#### 文書の抜粋

写真表現の多様性

 丹平東京展あれこれ
 もう50年も前のピンボケ写
真だがぼくにとっては、この当
時唯一のメモリ−である。
    
 四国生まれで大阪までしか知
らなかった僕は、初めての上京
で岩宮さんにくっついて会場ま
でやってきた。
 街に出たかったが、迷子にな
っても困るので、受付あたりで
ウロウロしていたら、昼前にな
ると、ぞくぞくとお客さんがや
って来た。
     
  その内どこかで見たような人
が先輩と話し始めたので、岩宮
さんに「あのハンチングをかぶ
つたオッサンは、誰だろう?」
と聞くと、「あれがかの有名な
木村伊兵衛さんだよ」という。
 これが、木村さんとの初対面
だった。       

丹平写真倶楽部 東京展会場にて 左から、木村伊兵衛、林忠彦、玉井、岩宮武二     丹平東京展 1951・11・7 〜 13 (銀座松島メガネ店2階 松島ギャラリ−)

 ぼくは東京に2日しかいなかったが、当時名の売れた第一戦の写真家のほとんどが現れ、
丹平写真倶楽部がそれほど注目されていたことに驚き、戦前の丹平の先輩たちの実績をあら
ためて認識するようになった。
 ぼくはその後、3週間も経たぬ11月30日に上京し、編集者としてこれらの写真家に、
またお目にかかることになった。
   

 

         

         

 土門リアリズムのルーツ 

          
 土門拳は、ぼくが1951年に上京する直前の1949年、ぼくの所属していた前衛写真家集団、
丹平写真倶楽部のリ−ダ−安井仲治の「安井仲治遺作集」の写真展を大阪で見て、強い衝撃
を受けたという。
    
 安井さんは、1930年、丹平写真倶楽部を創設し、戦前のモダニズム写真の興隆期に、最後
までアマチュアを通しながら象徴的な一閃の光跡を残し、1942年、38歳の若さでこの世を
去った。           
 彼はテ−マの幅広さに加え、その人間の内面を見通したような鋭いまなざしのありようは
彼のもうひとつの特徴であり、この写真家の最大の魅力であった。あの口の悪い東大寺の佐
保山さんさえ、安井さんには心酔し、事あるごとにもう少し生きていて欲しかったとつぶや
いていた。

########

**課題の詳細:**
写真表現の多様性を述べた本文によると、安井仲治が丹平写真倶楽部を創設したのは何年か。 項目はこの本文の内容とは関わりがない。

#### 提供データ

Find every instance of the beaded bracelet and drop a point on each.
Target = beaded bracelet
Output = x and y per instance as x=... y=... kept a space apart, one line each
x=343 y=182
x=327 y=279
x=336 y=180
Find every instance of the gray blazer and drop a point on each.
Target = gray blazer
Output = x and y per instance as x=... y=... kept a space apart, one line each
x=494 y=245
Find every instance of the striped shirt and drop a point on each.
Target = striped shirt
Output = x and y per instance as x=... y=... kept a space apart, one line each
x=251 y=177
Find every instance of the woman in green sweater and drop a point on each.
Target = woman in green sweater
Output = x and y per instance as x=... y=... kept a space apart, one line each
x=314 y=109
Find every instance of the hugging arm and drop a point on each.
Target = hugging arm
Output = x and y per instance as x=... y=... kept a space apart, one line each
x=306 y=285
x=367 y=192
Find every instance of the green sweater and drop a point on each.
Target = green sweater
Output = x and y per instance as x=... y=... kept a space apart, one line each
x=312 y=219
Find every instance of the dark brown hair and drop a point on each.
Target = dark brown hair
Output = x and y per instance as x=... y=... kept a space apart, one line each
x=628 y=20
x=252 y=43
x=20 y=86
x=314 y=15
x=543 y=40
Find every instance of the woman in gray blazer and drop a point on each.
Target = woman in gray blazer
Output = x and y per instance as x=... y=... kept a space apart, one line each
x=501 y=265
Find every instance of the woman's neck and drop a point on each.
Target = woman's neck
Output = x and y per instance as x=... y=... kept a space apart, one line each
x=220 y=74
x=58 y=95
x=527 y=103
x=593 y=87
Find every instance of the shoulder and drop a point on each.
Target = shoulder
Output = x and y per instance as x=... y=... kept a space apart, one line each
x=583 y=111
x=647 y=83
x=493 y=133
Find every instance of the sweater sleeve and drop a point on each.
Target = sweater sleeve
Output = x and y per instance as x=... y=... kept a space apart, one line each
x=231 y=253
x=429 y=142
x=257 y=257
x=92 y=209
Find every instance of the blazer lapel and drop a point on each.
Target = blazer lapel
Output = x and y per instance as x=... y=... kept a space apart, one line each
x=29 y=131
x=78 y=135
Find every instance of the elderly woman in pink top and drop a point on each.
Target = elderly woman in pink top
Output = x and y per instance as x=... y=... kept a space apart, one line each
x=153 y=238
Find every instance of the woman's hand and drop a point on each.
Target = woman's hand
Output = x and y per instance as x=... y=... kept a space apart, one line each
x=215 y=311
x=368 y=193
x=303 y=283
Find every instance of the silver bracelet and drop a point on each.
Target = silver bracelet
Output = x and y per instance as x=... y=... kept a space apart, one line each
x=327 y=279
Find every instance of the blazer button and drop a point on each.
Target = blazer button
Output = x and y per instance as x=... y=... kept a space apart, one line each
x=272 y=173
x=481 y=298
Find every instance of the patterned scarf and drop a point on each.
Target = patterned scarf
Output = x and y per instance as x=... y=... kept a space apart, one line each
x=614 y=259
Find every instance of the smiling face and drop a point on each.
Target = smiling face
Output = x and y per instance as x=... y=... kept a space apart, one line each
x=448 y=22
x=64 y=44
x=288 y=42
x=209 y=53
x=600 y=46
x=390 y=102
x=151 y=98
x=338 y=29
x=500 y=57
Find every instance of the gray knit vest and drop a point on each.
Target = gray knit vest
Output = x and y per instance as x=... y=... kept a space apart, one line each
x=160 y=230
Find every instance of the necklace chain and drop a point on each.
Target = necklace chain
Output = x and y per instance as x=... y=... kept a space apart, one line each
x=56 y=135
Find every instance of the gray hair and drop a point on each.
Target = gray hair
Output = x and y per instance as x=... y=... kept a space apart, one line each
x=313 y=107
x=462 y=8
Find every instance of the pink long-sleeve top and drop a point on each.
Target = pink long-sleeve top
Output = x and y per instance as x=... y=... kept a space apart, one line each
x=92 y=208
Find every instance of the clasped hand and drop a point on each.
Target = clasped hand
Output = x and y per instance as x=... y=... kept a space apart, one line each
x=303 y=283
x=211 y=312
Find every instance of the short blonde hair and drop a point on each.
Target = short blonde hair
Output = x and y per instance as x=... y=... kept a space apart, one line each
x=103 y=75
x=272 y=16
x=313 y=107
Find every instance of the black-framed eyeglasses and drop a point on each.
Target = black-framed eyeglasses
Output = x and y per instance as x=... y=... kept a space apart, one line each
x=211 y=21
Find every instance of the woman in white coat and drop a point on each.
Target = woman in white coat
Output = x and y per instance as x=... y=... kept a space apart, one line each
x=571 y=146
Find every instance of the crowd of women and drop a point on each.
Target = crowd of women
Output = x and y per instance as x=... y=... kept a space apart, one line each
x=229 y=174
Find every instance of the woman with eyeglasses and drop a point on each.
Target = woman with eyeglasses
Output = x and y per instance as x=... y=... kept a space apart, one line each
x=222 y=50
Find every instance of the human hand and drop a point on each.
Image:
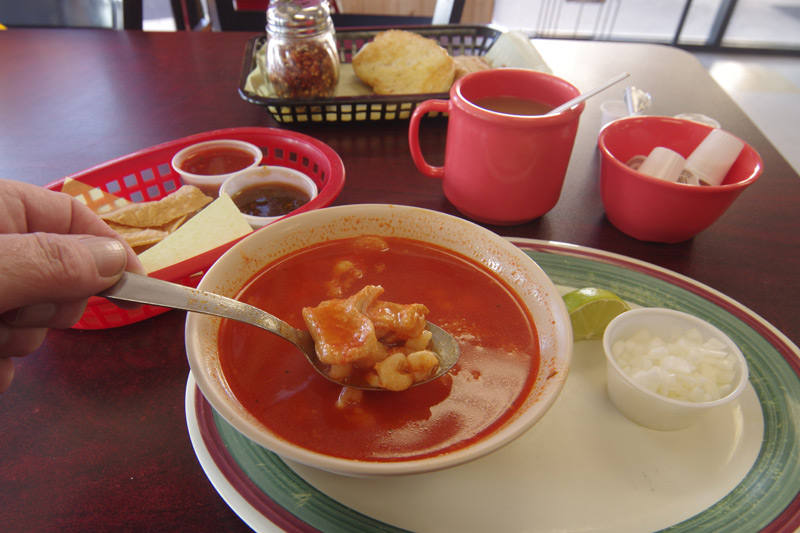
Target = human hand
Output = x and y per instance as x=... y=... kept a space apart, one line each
x=56 y=253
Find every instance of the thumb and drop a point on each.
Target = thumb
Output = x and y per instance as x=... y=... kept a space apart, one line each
x=46 y=267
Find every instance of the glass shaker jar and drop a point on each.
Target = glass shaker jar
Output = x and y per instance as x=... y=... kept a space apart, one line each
x=301 y=59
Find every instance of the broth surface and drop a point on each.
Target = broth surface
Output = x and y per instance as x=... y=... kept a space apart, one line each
x=273 y=380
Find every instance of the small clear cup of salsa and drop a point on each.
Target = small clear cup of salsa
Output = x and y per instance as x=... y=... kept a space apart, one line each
x=266 y=193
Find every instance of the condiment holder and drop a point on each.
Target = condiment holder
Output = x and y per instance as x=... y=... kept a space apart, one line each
x=652 y=209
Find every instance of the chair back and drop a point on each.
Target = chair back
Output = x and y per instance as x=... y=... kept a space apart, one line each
x=108 y=14
x=250 y=15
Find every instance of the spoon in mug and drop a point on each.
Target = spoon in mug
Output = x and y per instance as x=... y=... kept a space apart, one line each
x=153 y=291
x=585 y=96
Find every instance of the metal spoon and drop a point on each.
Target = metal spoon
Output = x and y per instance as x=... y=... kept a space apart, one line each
x=152 y=291
x=585 y=96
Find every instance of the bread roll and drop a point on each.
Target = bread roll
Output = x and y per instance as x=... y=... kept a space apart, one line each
x=403 y=62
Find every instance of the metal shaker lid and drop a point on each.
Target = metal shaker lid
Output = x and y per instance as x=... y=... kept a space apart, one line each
x=298 y=17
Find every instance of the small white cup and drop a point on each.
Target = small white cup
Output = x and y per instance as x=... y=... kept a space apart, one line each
x=648 y=408
x=264 y=175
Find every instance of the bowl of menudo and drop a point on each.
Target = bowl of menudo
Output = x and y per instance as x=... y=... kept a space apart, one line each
x=509 y=320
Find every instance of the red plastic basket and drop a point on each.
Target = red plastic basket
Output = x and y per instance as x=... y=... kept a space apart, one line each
x=147 y=175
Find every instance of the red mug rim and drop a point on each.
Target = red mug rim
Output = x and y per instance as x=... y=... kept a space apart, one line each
x=458 y=97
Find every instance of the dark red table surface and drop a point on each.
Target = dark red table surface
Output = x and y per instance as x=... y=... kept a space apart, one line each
x=92 y=431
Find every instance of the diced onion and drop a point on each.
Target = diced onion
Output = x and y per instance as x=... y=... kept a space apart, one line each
x=684 y=367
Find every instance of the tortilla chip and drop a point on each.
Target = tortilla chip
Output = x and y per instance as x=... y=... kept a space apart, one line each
x=95 y=198
x=139 y=237
x=219 y=223
x=185 y=201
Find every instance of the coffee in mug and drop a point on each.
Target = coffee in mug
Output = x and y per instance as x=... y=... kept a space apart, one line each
x=505 y=158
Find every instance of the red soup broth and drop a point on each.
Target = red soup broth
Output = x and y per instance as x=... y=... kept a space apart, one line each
x=496 y=370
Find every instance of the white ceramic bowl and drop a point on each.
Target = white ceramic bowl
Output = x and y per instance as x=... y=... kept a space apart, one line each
x=265 y=175
x=210 y=184
x=283 y=237
x=649 y=408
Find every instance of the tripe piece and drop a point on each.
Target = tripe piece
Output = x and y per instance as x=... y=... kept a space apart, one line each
x=383 y=343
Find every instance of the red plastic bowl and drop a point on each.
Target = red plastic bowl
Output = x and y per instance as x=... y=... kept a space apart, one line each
x=650 y=209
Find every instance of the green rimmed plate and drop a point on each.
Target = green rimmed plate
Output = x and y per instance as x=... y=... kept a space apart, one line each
x=584 y=466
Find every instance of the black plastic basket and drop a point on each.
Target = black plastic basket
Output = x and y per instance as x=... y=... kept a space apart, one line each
x=456 y=39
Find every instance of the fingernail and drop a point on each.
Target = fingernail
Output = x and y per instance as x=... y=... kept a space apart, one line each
x=30 y=315
x=109 y=255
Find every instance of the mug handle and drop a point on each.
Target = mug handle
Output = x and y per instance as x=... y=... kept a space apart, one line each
x=413 y=136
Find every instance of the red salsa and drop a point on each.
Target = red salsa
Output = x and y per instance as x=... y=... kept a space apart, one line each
x=496 y=370
x=216 y=161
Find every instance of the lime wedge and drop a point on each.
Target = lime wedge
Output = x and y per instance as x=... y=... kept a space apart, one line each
x=590 y=311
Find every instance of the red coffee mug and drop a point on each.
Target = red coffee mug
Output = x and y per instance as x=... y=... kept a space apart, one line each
x=502 y=168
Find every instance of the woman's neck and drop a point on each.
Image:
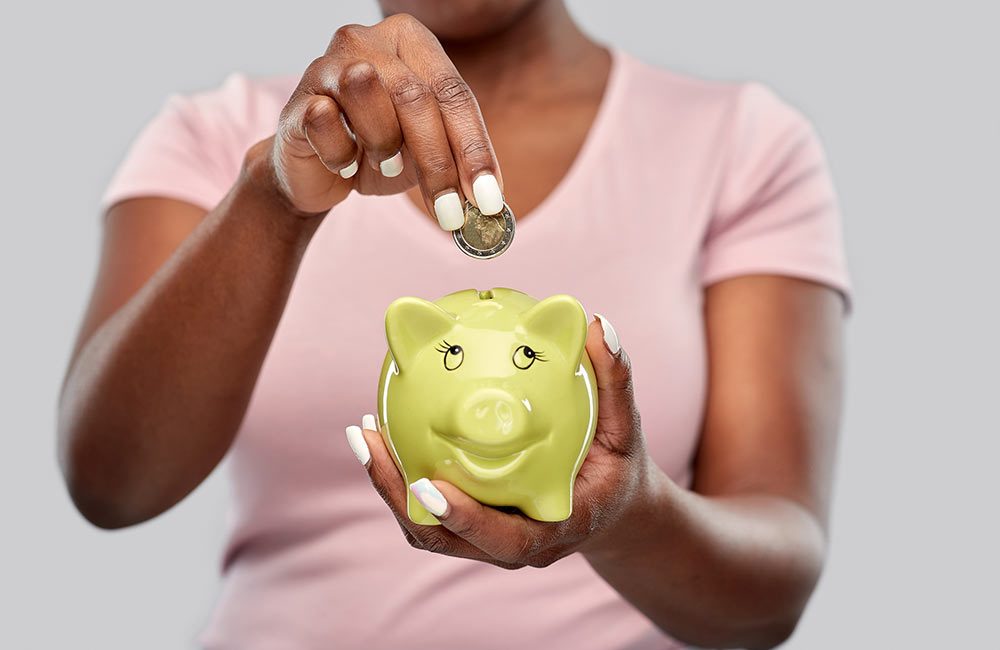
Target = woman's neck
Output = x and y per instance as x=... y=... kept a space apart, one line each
x=533 y=56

########

**課題への解答:**
1930年